Exercise directions: Rewrite all of the material below, changing each "photograph" to "image" and keeping everything else the same.

(Items from a data source)
....................

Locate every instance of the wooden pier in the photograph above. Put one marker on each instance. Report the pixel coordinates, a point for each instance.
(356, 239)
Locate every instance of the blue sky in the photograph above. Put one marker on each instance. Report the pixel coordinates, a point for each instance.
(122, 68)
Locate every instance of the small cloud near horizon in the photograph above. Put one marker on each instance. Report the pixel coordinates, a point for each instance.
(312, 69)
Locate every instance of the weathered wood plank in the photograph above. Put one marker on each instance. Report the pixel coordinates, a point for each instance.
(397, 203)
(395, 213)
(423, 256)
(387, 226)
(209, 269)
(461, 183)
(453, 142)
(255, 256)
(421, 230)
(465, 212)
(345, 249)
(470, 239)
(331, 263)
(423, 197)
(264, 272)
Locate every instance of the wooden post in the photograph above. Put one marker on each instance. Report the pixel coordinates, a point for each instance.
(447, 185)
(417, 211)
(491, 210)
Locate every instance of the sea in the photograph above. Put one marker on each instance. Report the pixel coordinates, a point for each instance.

....................

Task result:
Locate every instance of the wooden pier in the image above. Put one marker on each instance. Report the pixel coordinates, a point for each instance.
(356, 239)
Locate every instance of the blue sky in the image above. Put one marker on each instance. Report the pixel coordinates, a point for each instance.
(122, 68)
Locate every instance of the small cloud near horizon in the image above. Put one marker on each instance. Report the pixel coordinates, a point for each instance.
(312, 69)
Locate every instance of the weathered wood plank in the image above. Put one marker on each instance. Report the pixel coordinates, a point for each instance.
(397, 203)
(395, 213)
(423, 256)
(387, 226)
(209, 269)
(461, 183)
(453, 142)
(255, 256)
(421, 230)
(465, 212)
(345, 249)
(470, 239)
(331, 263)
(423, 197)
(264, 272)
Locate every instance of the wooden post in the image above. Put one marker on each instance. Report the pixel coordinates, a point for each instance.
(447, 185)
(417, 211)
(491, 210)
Locate every instance of the sea in the image above. Put one marker on each instance. Report the pixel coordinates, a point for each instance.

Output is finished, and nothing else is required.